## TASK ITEM
An acceptable answer contains each line of the material, unchanged.
▶
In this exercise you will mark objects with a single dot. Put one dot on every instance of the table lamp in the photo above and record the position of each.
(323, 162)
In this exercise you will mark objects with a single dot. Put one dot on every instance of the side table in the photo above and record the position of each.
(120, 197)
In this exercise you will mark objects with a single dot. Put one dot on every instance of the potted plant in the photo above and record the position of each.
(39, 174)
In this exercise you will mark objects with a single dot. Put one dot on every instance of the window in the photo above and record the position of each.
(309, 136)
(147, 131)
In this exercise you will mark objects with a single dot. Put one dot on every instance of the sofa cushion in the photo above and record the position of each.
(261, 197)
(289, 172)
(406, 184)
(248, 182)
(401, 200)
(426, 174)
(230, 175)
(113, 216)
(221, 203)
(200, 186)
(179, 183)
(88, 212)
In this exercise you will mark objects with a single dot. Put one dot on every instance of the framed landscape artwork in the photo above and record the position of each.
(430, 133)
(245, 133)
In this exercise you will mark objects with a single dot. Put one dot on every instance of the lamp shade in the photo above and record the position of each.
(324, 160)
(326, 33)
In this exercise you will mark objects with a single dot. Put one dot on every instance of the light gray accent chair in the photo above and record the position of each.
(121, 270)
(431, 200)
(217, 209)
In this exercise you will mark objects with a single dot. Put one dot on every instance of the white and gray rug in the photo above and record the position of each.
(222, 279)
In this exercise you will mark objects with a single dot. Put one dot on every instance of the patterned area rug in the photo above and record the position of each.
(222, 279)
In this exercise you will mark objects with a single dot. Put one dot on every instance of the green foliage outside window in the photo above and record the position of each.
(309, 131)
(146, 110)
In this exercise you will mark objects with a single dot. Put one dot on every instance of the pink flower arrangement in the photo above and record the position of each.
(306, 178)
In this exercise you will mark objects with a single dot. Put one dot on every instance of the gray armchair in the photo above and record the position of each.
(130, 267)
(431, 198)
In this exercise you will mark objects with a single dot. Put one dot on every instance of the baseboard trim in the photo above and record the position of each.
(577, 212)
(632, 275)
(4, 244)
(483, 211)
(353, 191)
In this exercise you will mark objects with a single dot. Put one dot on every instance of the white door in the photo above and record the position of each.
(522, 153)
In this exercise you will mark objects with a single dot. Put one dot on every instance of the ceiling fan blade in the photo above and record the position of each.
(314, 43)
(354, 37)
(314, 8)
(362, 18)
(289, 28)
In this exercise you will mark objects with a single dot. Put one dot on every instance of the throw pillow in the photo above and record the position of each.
◀
## OUTPUT
In this exercise you will mark objects with a single dot. Put one dot on every instance of the table lamp in the photo above and record the position of each.
(323, 162)
In this exercise you will mark objects with a single dot. Put one dot on every instance of the side table in the photo above and record the position of each.
(120, 197)
In this exercise you will mark objects with a single dot. Put one dot on every instance of the potted plant in the photo above and record the position of each.
(39, 174)
In this exercise you will mark objects with a single dot. Put one dot on every instance of the window in the photo above and record the position of each.
(309, 136)
(147, 131)
In this exercise you will mark objects with a single dot. Put one dot on every instance of the sofa cushion in the photo above and record the position of each.
(261, 197)
(289, 172)
(406, 184)
(248, 182)
(401, 200)
(426, 174)
(230, 175)
(113, 216)
(221, 203)
(200, 186)
(179, 183)
(88, 212)
In this exercise you will mark objects with a single dot. Put one dot on every instance of the framed landscape artwork in the photo above and record the position of each.
(430, 133)
(245, 133)
In this exercise you will mark objects with a single dot. Put one dot on every instance of the lamp shade in the photo above and record the position of each.
(324, 160)
(326, 33)
In this exercise you will mark objects with a single dot. Put one dot on every instance of the light gray accent chair in the photo above and record the position of each.
(121, 270)
(431, 200)
(217, 209)
In this exercise you will mark objects with a single dot. Put one dot on every instance of the white and gray rug in the photo above and record the position of each.
(222, 279)
In this exercise you will mark objects with a single dot. Put one dot on every instance of the patterned area rug in the photo above and record the position of each.
(222, 279)
In this exercise you will mark objects with a single dot. Put one dot on every instance of the green foliage outside window in the photo above and record the position of each.
(309, 131)
(146, 110)
In this exercise you will mark objects with a single dot. Put one dot on every instance of the pink flower arrangement in the photo above and record the position of each.
(306, 178)
In this exercise you will mark objects with a single dot. Put one dot on every instance of the gray armchair in the photo above and record the position of each.
(130, 267)
(431, 198)
In this exercise you will mark objects with a single dot. Put one dot on every instance of the baseboard trim in the photo above and record the position of each.
(577, 212)
(632, 275)
(4, 244)
(483, 211)
(353, 191)
In this exercise you will mark objects with a single dot. Put one dot on every instance of the white door in the photo above and record the position of each.
(522, 153)
In this exercise you will mark objects with a single dot. Put one dot on every instance of the ceiling fan blade in the photo above and record the position of each.
(314, 43)
(354, 37)
(314, 8)
(362, 18)
(289, 28)
In this exercise you will mark objects with a single dot. Put one dot on every instance of the throw pillow in the photo above and record the position of each.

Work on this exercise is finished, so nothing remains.